§ How to complete this task: Here the job is to transcribe the data verbatim while leaving each picture out.

Referring expression pointing data:
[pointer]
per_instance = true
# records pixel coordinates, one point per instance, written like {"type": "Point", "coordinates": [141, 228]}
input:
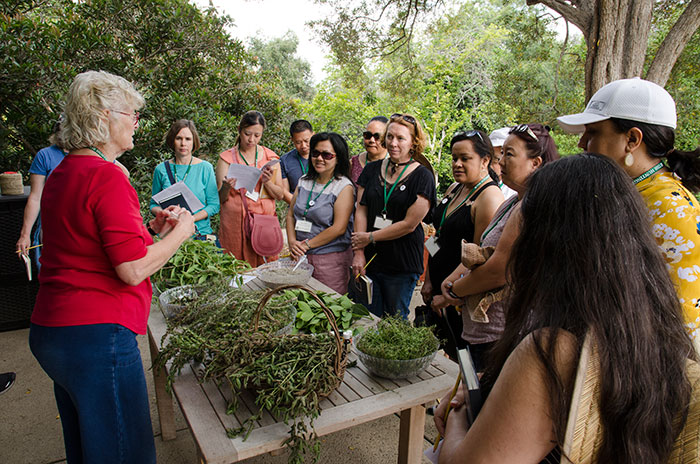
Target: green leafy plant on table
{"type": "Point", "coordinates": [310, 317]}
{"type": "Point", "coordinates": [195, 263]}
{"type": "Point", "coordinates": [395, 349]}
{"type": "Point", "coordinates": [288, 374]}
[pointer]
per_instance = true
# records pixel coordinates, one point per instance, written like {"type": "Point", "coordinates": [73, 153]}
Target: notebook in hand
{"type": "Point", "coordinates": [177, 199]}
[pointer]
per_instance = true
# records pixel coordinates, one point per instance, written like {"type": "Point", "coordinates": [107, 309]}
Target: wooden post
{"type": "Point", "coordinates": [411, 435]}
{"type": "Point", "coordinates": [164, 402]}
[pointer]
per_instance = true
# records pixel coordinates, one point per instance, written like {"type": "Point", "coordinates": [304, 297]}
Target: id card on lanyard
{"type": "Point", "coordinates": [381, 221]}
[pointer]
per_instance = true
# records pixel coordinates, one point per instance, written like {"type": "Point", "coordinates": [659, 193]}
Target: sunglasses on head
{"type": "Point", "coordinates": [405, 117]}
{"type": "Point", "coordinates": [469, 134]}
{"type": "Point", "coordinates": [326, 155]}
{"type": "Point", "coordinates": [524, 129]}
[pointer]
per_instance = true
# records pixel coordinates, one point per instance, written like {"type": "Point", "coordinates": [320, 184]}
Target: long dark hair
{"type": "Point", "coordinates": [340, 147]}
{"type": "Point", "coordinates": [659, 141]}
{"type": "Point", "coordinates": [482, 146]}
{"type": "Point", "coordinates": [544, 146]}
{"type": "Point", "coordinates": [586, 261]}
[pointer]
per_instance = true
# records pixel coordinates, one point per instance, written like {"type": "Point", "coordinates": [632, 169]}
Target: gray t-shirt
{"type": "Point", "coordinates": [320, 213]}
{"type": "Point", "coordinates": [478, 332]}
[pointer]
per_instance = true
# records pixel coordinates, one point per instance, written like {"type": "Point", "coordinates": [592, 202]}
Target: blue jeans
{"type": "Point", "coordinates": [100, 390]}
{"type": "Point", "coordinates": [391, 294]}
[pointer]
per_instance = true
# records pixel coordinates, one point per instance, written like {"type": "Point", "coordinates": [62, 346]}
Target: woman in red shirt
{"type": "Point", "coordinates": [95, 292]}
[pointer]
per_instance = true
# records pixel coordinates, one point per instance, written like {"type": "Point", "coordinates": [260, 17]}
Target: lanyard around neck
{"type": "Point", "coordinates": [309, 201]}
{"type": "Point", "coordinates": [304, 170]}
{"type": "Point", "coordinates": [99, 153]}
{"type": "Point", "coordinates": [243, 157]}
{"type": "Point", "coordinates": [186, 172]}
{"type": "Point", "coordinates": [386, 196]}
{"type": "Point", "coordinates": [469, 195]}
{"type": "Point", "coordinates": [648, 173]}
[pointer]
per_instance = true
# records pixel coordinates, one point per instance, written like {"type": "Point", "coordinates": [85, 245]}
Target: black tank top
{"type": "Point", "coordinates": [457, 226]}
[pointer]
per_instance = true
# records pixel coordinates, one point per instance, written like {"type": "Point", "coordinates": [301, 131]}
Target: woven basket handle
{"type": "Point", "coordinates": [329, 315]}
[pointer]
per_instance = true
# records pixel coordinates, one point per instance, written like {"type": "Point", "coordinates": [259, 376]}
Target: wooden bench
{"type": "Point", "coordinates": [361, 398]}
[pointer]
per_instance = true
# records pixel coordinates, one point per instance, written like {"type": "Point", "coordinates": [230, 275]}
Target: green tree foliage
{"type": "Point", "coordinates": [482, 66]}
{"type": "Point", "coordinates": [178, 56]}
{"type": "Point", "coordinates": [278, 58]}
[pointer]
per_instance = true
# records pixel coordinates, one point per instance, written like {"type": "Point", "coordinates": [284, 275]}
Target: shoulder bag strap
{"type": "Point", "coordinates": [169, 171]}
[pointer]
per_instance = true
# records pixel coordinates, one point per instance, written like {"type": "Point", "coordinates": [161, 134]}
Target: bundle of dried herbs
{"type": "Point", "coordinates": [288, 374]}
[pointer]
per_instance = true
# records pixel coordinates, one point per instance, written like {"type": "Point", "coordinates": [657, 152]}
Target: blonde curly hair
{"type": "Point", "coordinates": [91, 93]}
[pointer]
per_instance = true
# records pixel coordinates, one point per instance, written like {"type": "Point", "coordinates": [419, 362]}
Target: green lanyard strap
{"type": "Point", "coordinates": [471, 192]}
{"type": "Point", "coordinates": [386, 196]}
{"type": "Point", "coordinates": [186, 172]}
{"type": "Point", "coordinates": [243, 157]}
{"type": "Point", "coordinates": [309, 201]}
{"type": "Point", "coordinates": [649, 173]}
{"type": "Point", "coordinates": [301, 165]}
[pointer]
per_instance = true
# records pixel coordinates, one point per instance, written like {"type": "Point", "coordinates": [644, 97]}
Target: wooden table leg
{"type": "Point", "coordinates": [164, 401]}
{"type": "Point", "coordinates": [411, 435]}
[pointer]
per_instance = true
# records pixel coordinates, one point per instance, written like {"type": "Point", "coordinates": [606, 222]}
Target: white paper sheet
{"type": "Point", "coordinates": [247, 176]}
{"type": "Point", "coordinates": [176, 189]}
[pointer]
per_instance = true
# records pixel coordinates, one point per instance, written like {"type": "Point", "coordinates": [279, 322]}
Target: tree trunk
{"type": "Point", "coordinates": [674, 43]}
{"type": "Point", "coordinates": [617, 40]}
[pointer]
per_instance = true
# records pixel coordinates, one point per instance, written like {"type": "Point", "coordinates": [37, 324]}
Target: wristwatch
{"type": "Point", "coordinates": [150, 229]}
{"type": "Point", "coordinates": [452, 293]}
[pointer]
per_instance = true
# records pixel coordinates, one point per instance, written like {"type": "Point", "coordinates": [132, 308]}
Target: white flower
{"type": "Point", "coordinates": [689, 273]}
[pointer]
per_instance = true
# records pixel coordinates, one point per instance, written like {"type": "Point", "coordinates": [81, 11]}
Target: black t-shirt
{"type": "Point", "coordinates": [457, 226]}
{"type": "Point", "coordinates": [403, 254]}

§ Task output:
[pointer]
per_instance = true
# records pixel coordinates, one point per instance, written like {"type": "Point", "coordinates": [141, 228]}
input:
Target: green leafy plant on table
{"type": "Point", "coordinates": [310, 317]}
{"type": "Point", "coordinates": [195, 263]}
{"type": "Point", "coordinates": [395, 349]}
{"type": "Point", "coordinates": [288, 374]}
[pointer]
per_instance = true
# records pixel coordinates, one point per instance, written like {"type": "Point", "coordinates": [73, 153]}
Target: notebook in hand
{"type": "Point", "coordinates": [177, 199]}
[pointer]
per_instance = true
# records pixel coordinates, one point per instance, written like {"type": "Point", "coordinates": [107, 309]}
Target: wooden post
{"type": "Point", "coordinates": [411, 435]}
{"type": "Point", "coordinates": [164, 402]}
[pointer]
per_instance = true
# records pixel coordinates, one point per instance, written like {"type": "Point", "coordinates": [304, 297]}
Target: id card on lanyard
{"type": "Point", "coordinates": [381, 221]}
[pointer]
per_instance = true
# records pixel coordinates, one point per instance, written like {"type": "Point", "coordinates": [659, 193]}
Target: sunglasses on head
{"type": "Point", "coordinates": [405, 117]}
{"type": "Point", "coordinates": [469, 134]}
{"type": "Point", "coordinates": [326, 155]}
{"type": "Point", "coordinates": [524, 129]}
[pointer]
per_instance = true
# records pixel coordinates, one point per instance, written like {"type": "Point", "coordinates": [320, 184]}
Target: long dark hair
{"type": "Point", "coordinates": [340, 147]}
{"type": "Point", "coordinates": [659, 141]}
{"type": "Point", "coordinates": [482, 146]}
{"type": "Point", "coordinates": [544, 146]}
{"type": "Point", "coordinates": [586, 261]}
[pointer]
per_instance = true
# records pixel coordinates, one point per instance, written like {"type": "Point", "coordinates": [632, 169]}
Target: gray t-shirt
{"type": "Point", "coordinates": [320, 213]}
{"type": "Point", "coordinates": [478, 332]}
[pointer]
per_instance = true
# records pixel coordinates, one point per instance, written like {"type": "Point", "coordinates": [592, 202]}
Target: blue jeans
{"type": "Point", "coordinates": [100, 390]}
{"type": "Point", "coordinates": [391, 294]}
[pointer]
per_instance = true
# records pixel coordinates, one point per instance, written like {"type": "Point", "coordinates": [62, 346]}
Target: woman in red shirt
{"type": "Point", "coordinates": [95, 292]}
[pointer]
per_instance = true
# records pixel coordinates, one point per instance, written like {"type": "Point", "coordinates": [260, 17]}
Target: lanyard around neck
{"type": "Point", "coordinates": [309, 201]}
{"type": "Point", "coordinates": [304, 170]}
{"type": "Point", "coordinates": [99, 153]}
{"type": "Point", "coordinates": [243, 157]}
{"type": "Point", "coordinates": [186, 172]}
{"type": "Point", "coordinates": [386, 196]}
{"type": "Point", "coordinates": [469, 195]}
{"type": "Point", "coordinates": [648, 173]}
[pointer]
per_instance = true
# records pixel coordinates, one point per instance, written like {"type": "Point", "coordinates": [85, 245]}
Target: black tank top
{"type": "Point", "coordinates": [457, 226]}
[pointer]
per_instance = true
# records pixel coordinates, one point per instance, written like {"type": "Point", "coordinates": [301, 131]}
Target: woven basket handle
{"type": "Point", "coordinates": [329, 315]}
[pointer]
per_instance = true
# records pixel coordinates, one point per instance, written like {"type": "Point", "coordinates": [259, 376]}
Target: wooden bench
{"type": "Point", "coordinates": [361, 398]}
[pointer]
per_instance = true
# records pixel coordinates, one point per instance, written like {"type": "Point", "coordinates": [230, 275]}
Target: green tree foliage
{"type": "Point", "coordinates": [482, 66]}
{"type": "Point", "coordinates": [178, 56]}
{"type": "Point", "coordinates": [278, 58]}
[pointer]
per_instance = true
# records pixel coordinates, one point per instance, written like {"type": "Point", "coordinates": [284, 275]}
Target: shoulder bag strap
{"type": "Point", "coordinates": [169, 171]}
[pointer]
per_instance = true
# records pixel coordinates, one point per instance, written like {"type": "Point", "coordinates": [161, 134]}
Target: bundle of dried herbs
{"type": "Point", "coordinates": [288, 374]}
[pointer]
per_instance = true
# records pixel coordinates, one point per instance, written like {"type": "Point", "coordinates": [657, 152]}
Target: blonde curly hair
{"type": "Point", "coordinates": [91, 93]}
[pointer]
per_instance = true
# records pixel coordinates, one point per instance, written like {"type": "Point", "coordinates": [419, 362]}
Target: green lanyard strap
{"type": "Point", "coordinates": [471, 192]}
{"type": "Point", "coordinates": [386, 196]}
{"type": "Point", "coordinates": [186, 172]}
{"type": "Point", "coordinates": [243, 157]}
{"type": "Point", "coordinates": [309, 201]}
{"type": "Point", "coordinates": [649, 173]}
{"type": "Point", "coordinates": [301, 165]}
[pointer]
per_instance = true
# records pixel coordinates, one point per instance, written like {"type": "Point", "coordinates": [644, 97]}
Target: wooden table leg
{"type": "Point", "coordinates": [164, 401]}
{"type": "Point", "coordinates": [411, 435]}
[pointer]
per_instance = true
# records pixel coordinates, one point per instance, written like {"type": "Point", "coordinates": [606, 222]}
Target: white paper sheet
{"type": "Point", "coordinates": [247, 176]}
{"type": "Point", "coordinates": [176, 189]}
[pointer]
per_instance = true
# records pixel coordinates, one point per instance, written like {"type": "Point", "coordinates": [279, 322]}
Target: tree trunk
{"type": "Point", "coordinates": [674, 43]}
{"type": "Point", "coordinates": [617, 40]}
[pointer]
per_instance = true
# records pixel coordinates, one point per instance, written like {"type": "Point", "coordinates": [37, 324]}
Target: wristwatch
{"type": "Point", "coordinates": [150, 229]}
{"type": "Point", "coordinates": [452, 293]}
[pointer]
per_instance = true
# records pixel coordinates, one point per instance, written like {"type": "Point", "coordinates": [132, 308]}
Target: white flower
{"type": "Point", "coordinates": [689, 273]}
[pointer]
per_instance = true
# records pixel coordinates, one point per instance, written like {"type": "Point", "coordinates": [81, 11]}
Target: black t-shirt
{"type": "Point", "coordinates": [457, 226]}
{"type": "Point", "coordinates": [403, 254]}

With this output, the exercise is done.